### What is being asked:
Write the next part of the text below about students' algebra mistakes and the density triangle, starting after its last sentence.

### Document excerpt:
+===+

After giving a brief "algebra lesson" I tried to get the students to understand that you simply can't do this when trying to get the denominator by itself. So why did a bunch of 11th and 12th graders make a basic 8th grade algebra mistake? I think it was due to the years of mindlessly knowing that they can multiply the denominator by itself to get rid of it.....so why not carry the same logic to the numerator? Then this stupid thing came up......
I can't tell you how much I hate something like this. Any teacher of math or science has seen this and I absolutely hate it. It totally promotes a "no thought required" approach. The claims it makes are simple:
density = mass / volume
mass = density * volume
volume = mass / density
In this case, all claims provided by the triangle are true. But the reason they are true IS NOT because I, as a teacher, showed you this little triangle "trick". They are true for very basic mathematical reasons! In fact, if I really wanted to, I could provide a graph which plots density vs. volume and show them how to calculate the area under the curve and literally show them where something like mass = density * volume comes from. No matter the case, you can use proven rules of algebra to solve for ANY of the variables.

+===+

### Source information:
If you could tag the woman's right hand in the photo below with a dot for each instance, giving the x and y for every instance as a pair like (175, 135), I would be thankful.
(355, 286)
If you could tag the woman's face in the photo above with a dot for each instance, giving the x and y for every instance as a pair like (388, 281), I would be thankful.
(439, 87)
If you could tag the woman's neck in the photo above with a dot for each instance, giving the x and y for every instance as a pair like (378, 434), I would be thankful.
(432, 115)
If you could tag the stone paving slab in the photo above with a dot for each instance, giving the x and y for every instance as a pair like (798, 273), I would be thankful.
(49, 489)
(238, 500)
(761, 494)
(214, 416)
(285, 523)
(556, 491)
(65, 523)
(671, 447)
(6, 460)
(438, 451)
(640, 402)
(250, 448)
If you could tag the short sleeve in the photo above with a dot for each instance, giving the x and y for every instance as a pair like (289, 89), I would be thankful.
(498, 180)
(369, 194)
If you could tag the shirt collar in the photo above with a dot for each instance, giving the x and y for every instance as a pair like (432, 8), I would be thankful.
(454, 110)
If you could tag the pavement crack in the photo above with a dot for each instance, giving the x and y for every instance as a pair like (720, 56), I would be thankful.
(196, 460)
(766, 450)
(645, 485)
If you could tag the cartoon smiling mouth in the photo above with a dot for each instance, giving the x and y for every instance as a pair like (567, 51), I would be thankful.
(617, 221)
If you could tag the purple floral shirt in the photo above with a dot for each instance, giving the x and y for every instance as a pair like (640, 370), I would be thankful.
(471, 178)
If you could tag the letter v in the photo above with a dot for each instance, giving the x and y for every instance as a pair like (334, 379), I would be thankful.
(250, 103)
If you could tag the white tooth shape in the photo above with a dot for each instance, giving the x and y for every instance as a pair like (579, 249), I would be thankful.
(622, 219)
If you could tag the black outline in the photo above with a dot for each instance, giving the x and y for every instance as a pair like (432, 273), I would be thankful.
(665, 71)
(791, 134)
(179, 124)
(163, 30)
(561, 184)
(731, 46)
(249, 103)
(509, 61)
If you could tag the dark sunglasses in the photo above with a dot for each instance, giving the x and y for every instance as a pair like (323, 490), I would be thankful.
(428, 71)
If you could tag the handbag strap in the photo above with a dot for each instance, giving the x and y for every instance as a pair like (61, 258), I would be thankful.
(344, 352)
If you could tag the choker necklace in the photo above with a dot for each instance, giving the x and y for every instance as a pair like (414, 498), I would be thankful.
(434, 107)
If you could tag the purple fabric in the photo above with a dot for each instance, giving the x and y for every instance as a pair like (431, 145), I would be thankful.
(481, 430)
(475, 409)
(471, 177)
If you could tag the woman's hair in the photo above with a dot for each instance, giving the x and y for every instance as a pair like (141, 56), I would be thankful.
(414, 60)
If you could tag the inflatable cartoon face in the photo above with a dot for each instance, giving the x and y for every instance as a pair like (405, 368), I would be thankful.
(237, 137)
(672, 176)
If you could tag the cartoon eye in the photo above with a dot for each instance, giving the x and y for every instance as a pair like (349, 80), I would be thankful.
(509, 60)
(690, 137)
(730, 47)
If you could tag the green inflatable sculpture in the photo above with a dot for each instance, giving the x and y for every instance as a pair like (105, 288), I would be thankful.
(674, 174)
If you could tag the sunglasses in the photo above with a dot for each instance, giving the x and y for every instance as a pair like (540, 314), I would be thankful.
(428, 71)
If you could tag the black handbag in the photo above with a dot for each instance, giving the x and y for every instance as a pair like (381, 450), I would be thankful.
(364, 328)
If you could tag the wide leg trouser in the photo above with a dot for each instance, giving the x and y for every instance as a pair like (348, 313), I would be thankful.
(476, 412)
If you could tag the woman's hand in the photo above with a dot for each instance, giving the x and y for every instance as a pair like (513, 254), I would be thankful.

+===+

### Exercise result:
Interestingly enough, when I showed my students this triangle, their faces lit up and it was like I had given them a brand new present. Kids love it when you show them procedural or algorithmic ways of doing something--because it requires very little (if any) thought. However, if I require to you derive the density formula from a mass vs. volume graph (which we did) and then algebraically rearrange that equation to solve for any of the variables....I've asked too much of you.
It's not a matter of capability either. EVERY single one of my students is fully capable of doing all the things mentioned right above. I just don't want them to accept the fact that mass = density * volume or volume = mass / density just because they heard it from a teacher. I want them to know it because they can prove it using their own reasoning skills along with the math skills we have taught them.
Finally, the last thing I got into with my class as we took a little detour from chemistry class. I asked them, "what is pi?" Immediately, every single one of them responded with, "3.14159 blah blah blah". Some of them even know something like 7 decimal places....impressive! But then I asked them, "how do you know this is number or, better yet, where does this number even come from?" Not a single student had the slightest clue. They had been taught this number since they were young and not a single teacher had managed to take 10 minutes to allow them to plot a circle's circumference vs. its diameter and calculate its slope (which is the value for pi). "That's where this number comes from!" I said with a smile. They weren't too amused. By the way, it's not their fault....I didn't know this until I was 22 for the same reasons that they don't know it at their age of 17 and 18.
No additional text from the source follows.